[EXERCISE PROMPT] When the line containing "Pin the foliage" appears in the data below, begin copying there and stop only after the line containing "Pin the clear".

[DATASET RECORDS — start]

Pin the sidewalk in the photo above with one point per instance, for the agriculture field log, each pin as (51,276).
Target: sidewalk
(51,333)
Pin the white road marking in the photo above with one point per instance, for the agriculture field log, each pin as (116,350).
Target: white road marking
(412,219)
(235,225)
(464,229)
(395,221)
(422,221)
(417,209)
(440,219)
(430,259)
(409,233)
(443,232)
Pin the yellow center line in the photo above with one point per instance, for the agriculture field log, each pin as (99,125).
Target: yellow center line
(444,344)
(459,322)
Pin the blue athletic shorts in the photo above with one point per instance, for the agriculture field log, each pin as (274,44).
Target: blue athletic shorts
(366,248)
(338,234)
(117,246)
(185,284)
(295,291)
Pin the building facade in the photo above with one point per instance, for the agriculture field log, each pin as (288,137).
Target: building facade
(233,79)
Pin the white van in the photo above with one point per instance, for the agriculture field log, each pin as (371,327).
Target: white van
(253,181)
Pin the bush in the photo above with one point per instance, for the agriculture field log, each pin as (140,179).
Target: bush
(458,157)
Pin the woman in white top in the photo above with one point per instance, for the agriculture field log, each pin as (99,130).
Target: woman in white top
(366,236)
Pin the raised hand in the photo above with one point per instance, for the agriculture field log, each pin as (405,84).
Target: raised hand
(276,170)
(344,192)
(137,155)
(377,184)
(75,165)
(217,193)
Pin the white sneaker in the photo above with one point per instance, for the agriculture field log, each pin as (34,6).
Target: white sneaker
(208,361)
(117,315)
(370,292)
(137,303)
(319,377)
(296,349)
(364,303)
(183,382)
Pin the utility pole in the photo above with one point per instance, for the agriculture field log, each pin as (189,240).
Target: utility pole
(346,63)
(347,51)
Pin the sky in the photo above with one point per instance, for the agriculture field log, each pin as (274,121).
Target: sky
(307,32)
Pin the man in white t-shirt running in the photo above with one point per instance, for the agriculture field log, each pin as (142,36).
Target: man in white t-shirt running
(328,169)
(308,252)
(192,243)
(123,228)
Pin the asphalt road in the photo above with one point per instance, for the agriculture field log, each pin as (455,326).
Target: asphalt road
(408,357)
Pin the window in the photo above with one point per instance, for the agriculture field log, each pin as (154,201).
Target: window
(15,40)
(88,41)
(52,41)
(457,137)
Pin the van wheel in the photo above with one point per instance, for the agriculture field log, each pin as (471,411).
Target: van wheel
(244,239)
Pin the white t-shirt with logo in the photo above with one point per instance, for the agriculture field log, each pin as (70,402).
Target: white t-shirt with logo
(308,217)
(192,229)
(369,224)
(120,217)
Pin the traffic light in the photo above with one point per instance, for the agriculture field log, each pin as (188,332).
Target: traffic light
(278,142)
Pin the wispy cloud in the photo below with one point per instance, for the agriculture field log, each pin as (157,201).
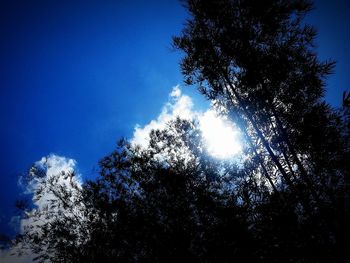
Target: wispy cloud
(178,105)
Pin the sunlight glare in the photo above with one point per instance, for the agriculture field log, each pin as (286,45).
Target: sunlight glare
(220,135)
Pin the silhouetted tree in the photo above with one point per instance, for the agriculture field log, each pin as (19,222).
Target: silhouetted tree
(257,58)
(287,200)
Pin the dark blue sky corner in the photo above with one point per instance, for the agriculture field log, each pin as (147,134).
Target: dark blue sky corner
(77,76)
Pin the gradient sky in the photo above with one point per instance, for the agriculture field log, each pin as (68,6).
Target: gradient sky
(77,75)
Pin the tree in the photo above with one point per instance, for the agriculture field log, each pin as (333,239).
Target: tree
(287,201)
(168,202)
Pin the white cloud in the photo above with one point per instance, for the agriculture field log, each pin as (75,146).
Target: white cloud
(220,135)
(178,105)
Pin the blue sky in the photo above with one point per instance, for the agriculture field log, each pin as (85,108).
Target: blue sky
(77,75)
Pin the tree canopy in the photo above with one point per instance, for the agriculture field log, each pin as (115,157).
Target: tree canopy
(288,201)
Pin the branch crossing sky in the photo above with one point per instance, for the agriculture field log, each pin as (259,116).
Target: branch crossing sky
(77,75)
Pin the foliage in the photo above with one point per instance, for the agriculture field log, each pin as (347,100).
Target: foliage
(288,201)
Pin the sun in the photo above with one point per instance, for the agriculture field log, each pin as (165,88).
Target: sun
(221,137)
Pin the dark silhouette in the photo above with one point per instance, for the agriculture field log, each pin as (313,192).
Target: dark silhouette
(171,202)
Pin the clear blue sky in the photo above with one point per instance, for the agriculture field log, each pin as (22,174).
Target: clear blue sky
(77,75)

[DATASET RECORDS — finish]
[DATASET RECORDS — start]

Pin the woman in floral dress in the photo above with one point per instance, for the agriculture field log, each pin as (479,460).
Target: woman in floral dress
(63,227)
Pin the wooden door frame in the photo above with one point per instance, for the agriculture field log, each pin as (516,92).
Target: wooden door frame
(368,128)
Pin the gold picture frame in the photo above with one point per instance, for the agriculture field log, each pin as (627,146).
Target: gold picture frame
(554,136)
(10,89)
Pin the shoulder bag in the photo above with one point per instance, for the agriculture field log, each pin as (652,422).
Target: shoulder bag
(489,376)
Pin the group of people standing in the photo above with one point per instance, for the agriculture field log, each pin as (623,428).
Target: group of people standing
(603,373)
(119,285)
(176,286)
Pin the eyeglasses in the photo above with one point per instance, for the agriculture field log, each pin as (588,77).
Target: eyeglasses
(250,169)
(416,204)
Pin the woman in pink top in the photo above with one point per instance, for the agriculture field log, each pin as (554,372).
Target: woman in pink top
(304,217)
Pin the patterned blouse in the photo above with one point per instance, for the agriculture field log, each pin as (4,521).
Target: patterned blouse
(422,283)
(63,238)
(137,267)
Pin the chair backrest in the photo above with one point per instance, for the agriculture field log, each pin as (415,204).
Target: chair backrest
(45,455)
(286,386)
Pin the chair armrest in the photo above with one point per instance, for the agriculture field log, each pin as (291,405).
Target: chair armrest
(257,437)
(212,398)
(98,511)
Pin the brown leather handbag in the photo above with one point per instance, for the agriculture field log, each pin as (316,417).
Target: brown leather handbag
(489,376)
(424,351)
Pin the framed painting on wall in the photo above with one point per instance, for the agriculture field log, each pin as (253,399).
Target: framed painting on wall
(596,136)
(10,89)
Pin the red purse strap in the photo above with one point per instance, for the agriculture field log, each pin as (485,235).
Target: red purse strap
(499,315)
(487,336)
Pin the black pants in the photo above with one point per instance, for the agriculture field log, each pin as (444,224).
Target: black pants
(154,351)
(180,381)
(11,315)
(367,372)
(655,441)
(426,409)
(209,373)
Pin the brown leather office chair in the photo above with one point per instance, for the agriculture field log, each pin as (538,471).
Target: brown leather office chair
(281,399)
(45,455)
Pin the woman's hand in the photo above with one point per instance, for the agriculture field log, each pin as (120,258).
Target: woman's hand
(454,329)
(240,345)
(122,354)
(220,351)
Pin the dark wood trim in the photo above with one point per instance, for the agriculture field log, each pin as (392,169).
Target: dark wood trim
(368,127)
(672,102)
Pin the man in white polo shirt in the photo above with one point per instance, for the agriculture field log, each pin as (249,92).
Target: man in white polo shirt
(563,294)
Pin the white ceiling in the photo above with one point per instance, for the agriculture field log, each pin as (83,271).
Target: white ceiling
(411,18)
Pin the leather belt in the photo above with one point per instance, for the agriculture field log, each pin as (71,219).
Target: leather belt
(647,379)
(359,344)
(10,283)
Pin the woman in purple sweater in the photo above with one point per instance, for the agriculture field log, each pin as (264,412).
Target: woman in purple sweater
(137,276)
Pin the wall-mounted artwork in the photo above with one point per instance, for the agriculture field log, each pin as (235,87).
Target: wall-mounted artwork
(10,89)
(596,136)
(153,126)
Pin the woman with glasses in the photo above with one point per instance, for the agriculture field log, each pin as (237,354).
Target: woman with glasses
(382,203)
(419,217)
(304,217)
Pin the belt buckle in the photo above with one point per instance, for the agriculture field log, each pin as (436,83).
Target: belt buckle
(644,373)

[DATASET RECORDS — finish]
[DATASET RECORDS — start]

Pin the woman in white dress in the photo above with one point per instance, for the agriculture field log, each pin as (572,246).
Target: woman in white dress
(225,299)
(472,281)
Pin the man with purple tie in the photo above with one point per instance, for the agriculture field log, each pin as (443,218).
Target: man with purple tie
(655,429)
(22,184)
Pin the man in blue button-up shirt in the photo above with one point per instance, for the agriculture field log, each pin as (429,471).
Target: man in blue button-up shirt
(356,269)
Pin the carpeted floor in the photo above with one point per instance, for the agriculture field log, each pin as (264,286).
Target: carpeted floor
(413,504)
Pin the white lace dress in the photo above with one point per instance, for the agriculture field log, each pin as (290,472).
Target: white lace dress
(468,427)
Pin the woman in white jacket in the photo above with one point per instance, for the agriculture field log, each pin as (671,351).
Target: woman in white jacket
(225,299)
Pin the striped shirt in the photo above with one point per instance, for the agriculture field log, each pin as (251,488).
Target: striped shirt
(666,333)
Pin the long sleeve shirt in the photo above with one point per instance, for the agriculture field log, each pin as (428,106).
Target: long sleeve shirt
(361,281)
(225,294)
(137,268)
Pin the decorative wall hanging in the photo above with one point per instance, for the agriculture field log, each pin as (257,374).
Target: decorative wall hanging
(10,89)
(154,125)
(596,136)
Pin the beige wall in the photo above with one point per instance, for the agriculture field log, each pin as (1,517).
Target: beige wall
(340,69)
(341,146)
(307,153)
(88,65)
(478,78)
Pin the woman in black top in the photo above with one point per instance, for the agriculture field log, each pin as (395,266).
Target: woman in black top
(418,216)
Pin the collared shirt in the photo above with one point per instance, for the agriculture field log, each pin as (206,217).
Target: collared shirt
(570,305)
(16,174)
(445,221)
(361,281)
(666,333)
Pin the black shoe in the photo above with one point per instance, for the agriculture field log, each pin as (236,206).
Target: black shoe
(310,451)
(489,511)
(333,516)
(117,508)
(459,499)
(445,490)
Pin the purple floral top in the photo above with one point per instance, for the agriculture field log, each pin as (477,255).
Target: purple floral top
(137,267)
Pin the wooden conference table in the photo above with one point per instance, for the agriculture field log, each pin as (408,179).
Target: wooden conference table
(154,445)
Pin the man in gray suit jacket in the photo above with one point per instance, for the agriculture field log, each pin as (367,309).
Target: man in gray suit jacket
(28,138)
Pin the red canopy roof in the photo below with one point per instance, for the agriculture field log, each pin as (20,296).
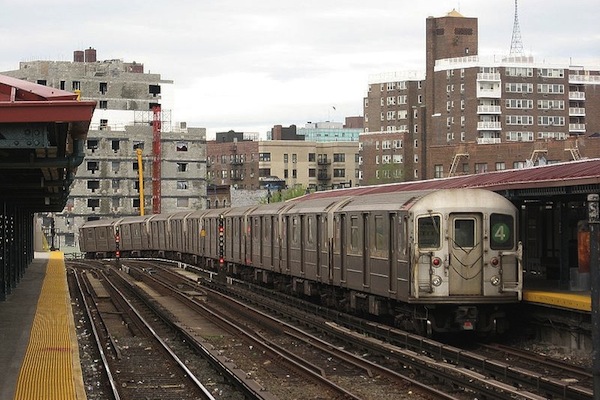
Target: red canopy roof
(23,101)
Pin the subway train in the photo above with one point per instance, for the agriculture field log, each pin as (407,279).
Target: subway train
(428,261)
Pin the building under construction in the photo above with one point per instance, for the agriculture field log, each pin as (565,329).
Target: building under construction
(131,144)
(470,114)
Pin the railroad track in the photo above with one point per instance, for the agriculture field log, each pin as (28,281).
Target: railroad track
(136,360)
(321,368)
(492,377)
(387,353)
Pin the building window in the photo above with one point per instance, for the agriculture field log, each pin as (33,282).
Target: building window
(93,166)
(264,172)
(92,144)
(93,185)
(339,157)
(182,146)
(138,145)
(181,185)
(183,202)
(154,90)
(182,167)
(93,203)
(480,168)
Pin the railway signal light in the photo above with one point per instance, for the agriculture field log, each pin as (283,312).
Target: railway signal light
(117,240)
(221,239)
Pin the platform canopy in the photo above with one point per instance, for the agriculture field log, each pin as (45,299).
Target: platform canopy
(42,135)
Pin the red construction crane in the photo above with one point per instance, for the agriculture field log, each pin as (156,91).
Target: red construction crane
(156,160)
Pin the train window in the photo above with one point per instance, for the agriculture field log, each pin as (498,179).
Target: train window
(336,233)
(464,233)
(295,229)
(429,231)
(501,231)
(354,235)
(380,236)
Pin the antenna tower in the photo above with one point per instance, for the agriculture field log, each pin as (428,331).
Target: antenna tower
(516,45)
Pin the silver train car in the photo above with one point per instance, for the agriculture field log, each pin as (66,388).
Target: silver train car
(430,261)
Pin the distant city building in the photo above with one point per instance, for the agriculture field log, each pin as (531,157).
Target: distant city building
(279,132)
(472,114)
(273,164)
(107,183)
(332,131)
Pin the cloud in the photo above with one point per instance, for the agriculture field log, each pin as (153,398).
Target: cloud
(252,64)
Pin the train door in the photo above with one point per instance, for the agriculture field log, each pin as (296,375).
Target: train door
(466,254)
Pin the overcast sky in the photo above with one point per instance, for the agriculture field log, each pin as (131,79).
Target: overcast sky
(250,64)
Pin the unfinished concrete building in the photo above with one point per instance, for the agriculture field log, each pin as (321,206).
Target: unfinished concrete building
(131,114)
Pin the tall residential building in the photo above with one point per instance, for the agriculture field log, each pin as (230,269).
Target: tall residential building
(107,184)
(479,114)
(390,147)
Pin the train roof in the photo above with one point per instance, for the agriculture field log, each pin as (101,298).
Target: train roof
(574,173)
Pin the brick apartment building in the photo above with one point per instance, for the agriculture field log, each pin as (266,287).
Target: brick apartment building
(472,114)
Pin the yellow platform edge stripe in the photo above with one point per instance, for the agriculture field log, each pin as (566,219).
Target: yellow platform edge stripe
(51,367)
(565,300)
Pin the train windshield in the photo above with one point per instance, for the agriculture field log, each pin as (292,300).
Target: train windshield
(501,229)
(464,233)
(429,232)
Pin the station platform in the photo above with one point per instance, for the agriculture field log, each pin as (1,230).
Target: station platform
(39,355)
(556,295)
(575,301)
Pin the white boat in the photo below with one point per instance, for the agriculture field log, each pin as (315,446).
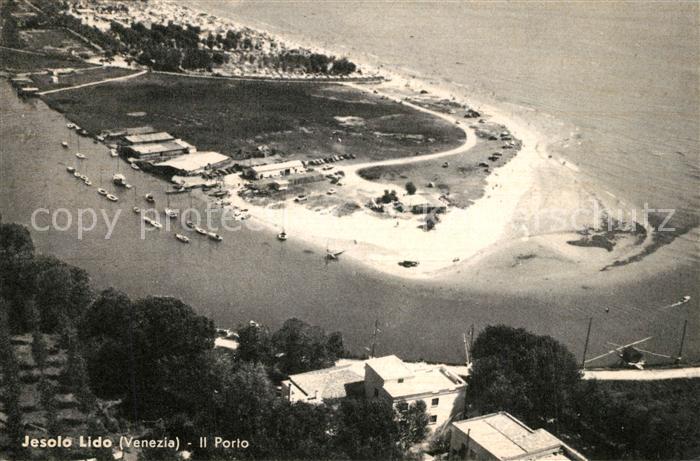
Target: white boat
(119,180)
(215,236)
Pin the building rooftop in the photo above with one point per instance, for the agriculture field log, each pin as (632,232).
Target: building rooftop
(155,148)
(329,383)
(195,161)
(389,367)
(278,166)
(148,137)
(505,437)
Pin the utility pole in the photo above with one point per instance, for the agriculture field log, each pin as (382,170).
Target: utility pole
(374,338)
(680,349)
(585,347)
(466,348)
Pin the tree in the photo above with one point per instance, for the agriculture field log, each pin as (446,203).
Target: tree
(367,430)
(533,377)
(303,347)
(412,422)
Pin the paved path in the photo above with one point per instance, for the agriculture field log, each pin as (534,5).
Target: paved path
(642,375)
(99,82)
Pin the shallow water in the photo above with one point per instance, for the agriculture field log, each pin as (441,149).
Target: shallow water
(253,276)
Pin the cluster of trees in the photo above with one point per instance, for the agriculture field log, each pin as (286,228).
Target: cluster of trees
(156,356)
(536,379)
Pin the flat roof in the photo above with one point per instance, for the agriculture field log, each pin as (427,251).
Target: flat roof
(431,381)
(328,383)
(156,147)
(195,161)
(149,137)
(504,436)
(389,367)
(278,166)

[DATASET RECORDS — finish]

[EXERCISE RESULT]
Pin the foliage in the photo above with one point per instance, for the agriculture field log, each pin as (347,100).
Target: foliage
(288,201)
Pin the sun in the photo above with one point per instance, for the agriculture field log, each pin as (165,88).
Target: sun
(221,137)
Pin the dark silhouette in the photo above with one point per instance, for the agriculture field log, each pin as (313,192).
Target: dark silhouette
(171,202)
Pin the clear blue sky in the photo above with one point per instance, for the agriculture field log, each pin as (22,174).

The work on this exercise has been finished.